-- start of DOCUMENT SECTION --
Grab that big long string -- get rid of punctuation, and split into separate words. 

In [None]:
s="Working with text can be fun, but can be frustrating too."

In [None]:
print(s.split())

In [None]:
s="!Punctuation!can.be.pretty,;: superfluous."

In [None]:
re.sub("[^\w]", " ",  s)

The "\w" means "any word character" -- alphanumeric (letters, numbers, regardless of case) or an underscore.

In [None]:
re.sub("[^\w]", " ",  s).split()

In [None]:
wordList = re.sub("[^\w]", " ",  bigabe[0]).split()

In [None]:
print(wordList)

In [None]:
wordcloud = WordCloud().generate(bigabe[0])

In [None]:
plt.figure(figsize=(15,10))
plt.imshow(wordcloud)
plt.axis("off")
plt.show()

Or...
-- end of DOCUMENT SECTION --
-- start of DATA LINES --
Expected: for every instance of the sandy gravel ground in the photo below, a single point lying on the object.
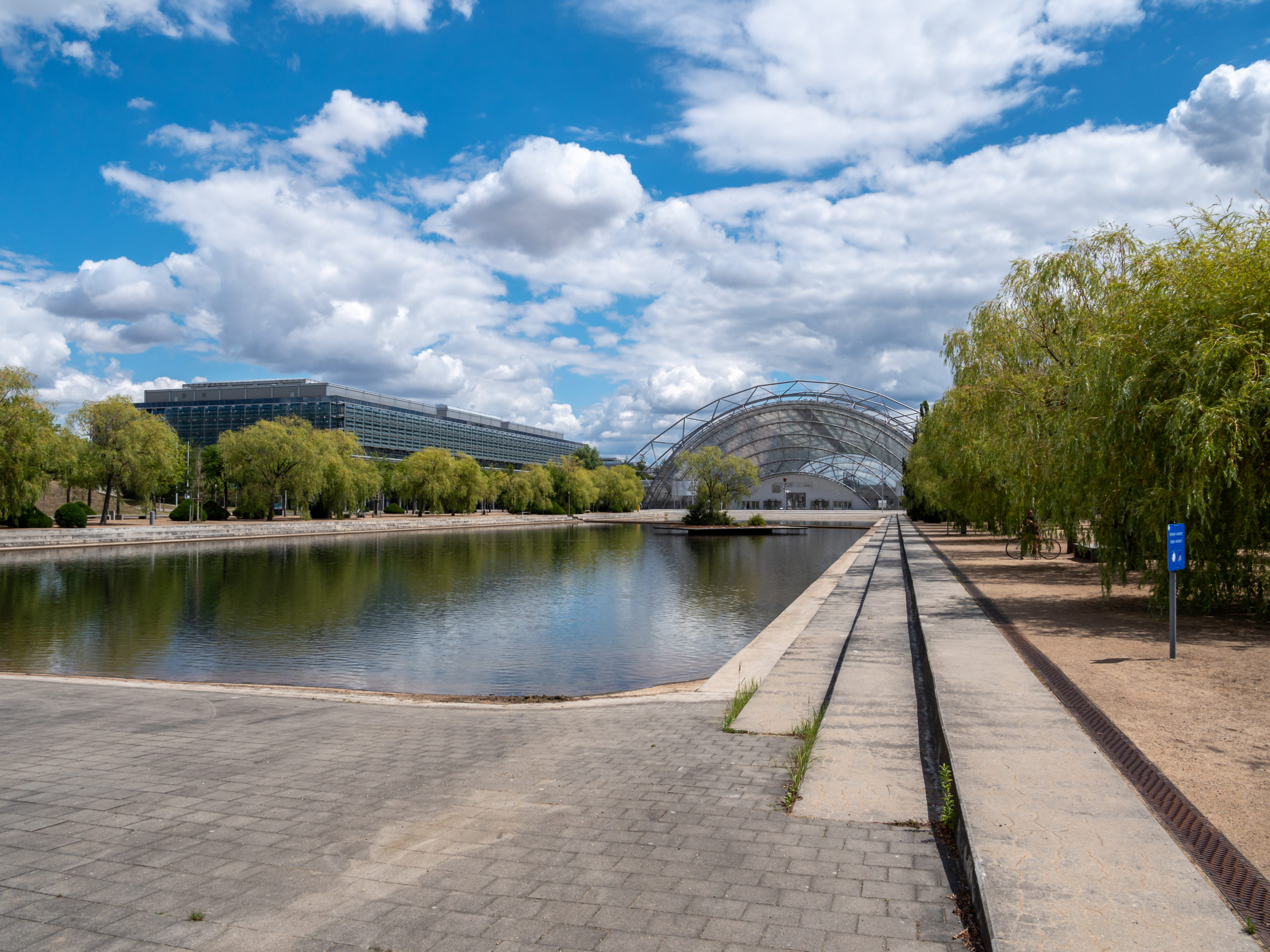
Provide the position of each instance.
(1203, 719)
-- end of DATA LINES --
REQUIREMENT —
Carry on the notebook walkthrough about stripping punctuation and splitting text into words, starting right after its final "Or...".

RESULT —
In [None]:
wordcloud = WordCloud(background_color='grey').generate(bigabe[0])
plt.figure( figsize=(15,10) )
plt.imshow(wordcloud, interpolation='bilinear')
plt.axis("off")
plt.show()

Another example -- let's go get some text from the web.

In [None]:
import requests
from urllib.request import urlopen

In [None]:
url = "https://serc.carleton.edu/download/files/193011/plain_text_version_declaration_inde.txt"

In [None]:
response = urlopen(url).read()

In [None]:
print(response)

In [None]:
type(response)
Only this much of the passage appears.